TEXT SEGMENT:
"""
BRIEF DESCRIPTION OF THE DRAWINGS
[0004] FIG. 1A illustrates a perspective view of a first embodiment
of a skin treatment device.
[0005] FIG. 1B illustrates a perspective view of a second
embodiment of a skin treatment device.
[0006] FIG. 2 illustrates multiple perspective views of a skin
treatment device, according to one embodiment.
[0007] FIG. 3 illustrates an exploded, perspective view of
components within a skin treatment device, according to one
embodiment.
[0008] FIG. 4A illustrates a configuration of light-emitting diodes
within a skin treatment device, according to one embodiment.
[0009] FIG. 4B illustrates an additional configuration of
light-emitting diodes within a skin treatment device, according to
one embodiment.
[0010] FIG. 5A illustrates an exploded view of a sub-assembly with
light-emitting diodes, according to one embodiment.
[0011] FIG. 5B illustrates various pathways of light emitted by the
light-emitting diodes within a skin treatment device, according to
one embodiment.
[0012] FIG. 6 illustrates a perspective view of a sub-assembly with
light-emitting diodes within a skin treatment device, according to
one embodiment.
[0013] FIG. 7 illustrates a cross-sectional view of a skin
treatment device, according to one embodiment.
[0014] FIG. 8 illustrates a sequence of events for operation of a
skin treatment device, according to one embodiment.
[0015] FIG. 9 illustrates a sequence of events during operation of
a skin treatment device, according to one embodiment.
[0016] The figures depict various embodiments of the present
invention for purposes of illustration only. One skilled in the art
will readily recognize from the following discussion that
alternative embodiments of the structures and methods illustrated
herein may be employed without departing from the principles of the
invention described herein.
"""
WORK REQUEST 1:
In the drawing descriptions, which figure shows an exploded, perspective view of components within a skin treatment device?
WORK REQUEST 2:
List every figure whose entry in the drawing descriptions mentions light-emitting diodes.

Records from a data collection:
"""
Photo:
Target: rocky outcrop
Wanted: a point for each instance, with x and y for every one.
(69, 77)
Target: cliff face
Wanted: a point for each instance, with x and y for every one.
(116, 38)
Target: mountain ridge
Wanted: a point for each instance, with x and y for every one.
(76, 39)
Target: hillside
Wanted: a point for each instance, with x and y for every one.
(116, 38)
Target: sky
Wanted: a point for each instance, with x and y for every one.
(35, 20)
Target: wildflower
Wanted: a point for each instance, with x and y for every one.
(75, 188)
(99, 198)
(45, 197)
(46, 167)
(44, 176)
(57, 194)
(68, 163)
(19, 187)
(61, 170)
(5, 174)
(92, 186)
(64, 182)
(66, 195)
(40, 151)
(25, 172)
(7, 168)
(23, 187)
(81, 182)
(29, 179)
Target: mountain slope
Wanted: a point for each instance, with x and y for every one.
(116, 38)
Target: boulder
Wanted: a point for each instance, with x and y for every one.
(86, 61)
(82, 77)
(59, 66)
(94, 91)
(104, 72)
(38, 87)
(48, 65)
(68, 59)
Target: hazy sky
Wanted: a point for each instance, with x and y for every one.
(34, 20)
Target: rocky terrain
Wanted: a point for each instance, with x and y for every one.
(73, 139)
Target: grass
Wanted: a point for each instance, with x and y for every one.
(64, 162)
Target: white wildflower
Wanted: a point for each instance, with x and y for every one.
"""
"""
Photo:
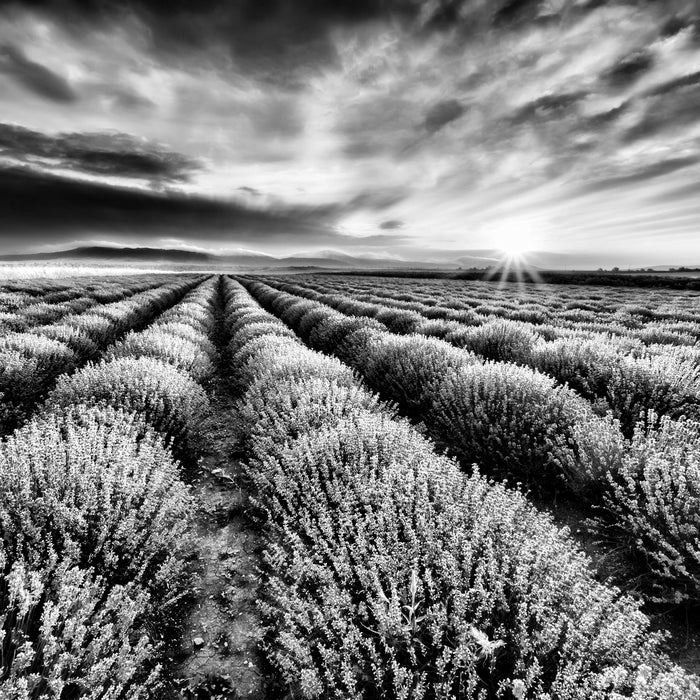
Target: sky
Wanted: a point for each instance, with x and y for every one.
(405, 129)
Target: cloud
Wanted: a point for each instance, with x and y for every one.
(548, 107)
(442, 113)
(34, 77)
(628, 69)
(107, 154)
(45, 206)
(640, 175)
"""
SOLUTION 1:
FIG. 3

SOLUTION 2:
FIG. 4A, FIG. 4B, FIG. 5A, FIG. 5B, FIG. 6